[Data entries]
^^^^^^^^^^^^^^^^

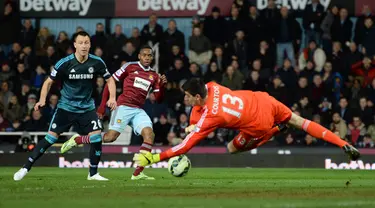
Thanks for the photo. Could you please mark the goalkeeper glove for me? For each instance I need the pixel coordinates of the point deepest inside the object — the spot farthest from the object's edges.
(144, 158)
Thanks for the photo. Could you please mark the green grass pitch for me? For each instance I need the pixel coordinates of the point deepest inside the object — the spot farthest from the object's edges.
(215, 187)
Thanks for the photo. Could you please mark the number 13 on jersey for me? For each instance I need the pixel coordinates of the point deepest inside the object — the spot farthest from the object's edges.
(233, 105)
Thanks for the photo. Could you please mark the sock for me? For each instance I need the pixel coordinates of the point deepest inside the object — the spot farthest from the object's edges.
(320, 132)
(85, 139)
(39, 150)
(147, 147)
(95, 153)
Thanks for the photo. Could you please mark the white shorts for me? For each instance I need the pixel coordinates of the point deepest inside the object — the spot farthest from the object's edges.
(134, 117)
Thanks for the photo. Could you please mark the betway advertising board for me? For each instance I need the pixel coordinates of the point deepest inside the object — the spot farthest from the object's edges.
(163, 8)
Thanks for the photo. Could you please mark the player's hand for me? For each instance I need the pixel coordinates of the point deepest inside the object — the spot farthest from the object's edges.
(189, 129)
(39, 105)
(143, 158)
(163, 79)
(111, 103)
(100, 112)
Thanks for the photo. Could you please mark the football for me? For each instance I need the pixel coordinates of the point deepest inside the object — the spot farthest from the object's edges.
(179, 166)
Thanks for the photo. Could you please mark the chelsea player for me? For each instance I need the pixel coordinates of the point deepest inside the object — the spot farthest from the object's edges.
(77, 73)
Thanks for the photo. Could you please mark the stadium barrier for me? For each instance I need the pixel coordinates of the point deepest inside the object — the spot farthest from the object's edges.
(308, 160)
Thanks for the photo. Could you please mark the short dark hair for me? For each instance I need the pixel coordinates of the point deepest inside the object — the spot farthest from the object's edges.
(80, 33)
(195, 86)
(146, 47)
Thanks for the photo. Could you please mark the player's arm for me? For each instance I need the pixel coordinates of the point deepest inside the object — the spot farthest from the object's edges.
(118, 76)
(204, 127)
(47, 85)
(159, 88)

^^^^^^^^^^^^^^^^

Short problem: Rewrite the material starting at the line that contains "Thanks for the photo. Could you please mark the short" and ending at the end of the material, with every "mark" changed to "highlight" and all else unchanged.

Output for this task:
Thanks for the photo. Could you please highlight the short dark hair for me? For each instance I need the pixel coordinates of the point deepest inside the object — the spot farthest from the object's edges.
(80, 33)
(195, 86)
(146, 47)
Thanks for the photo. Could you please highlight the player's arm for me? For each instance I need the pixel coordinates of the point deepest inside the object — the spot farthest from the object's edges.
(118, 76)
(204, 127)
(47, 85)
(159, 88)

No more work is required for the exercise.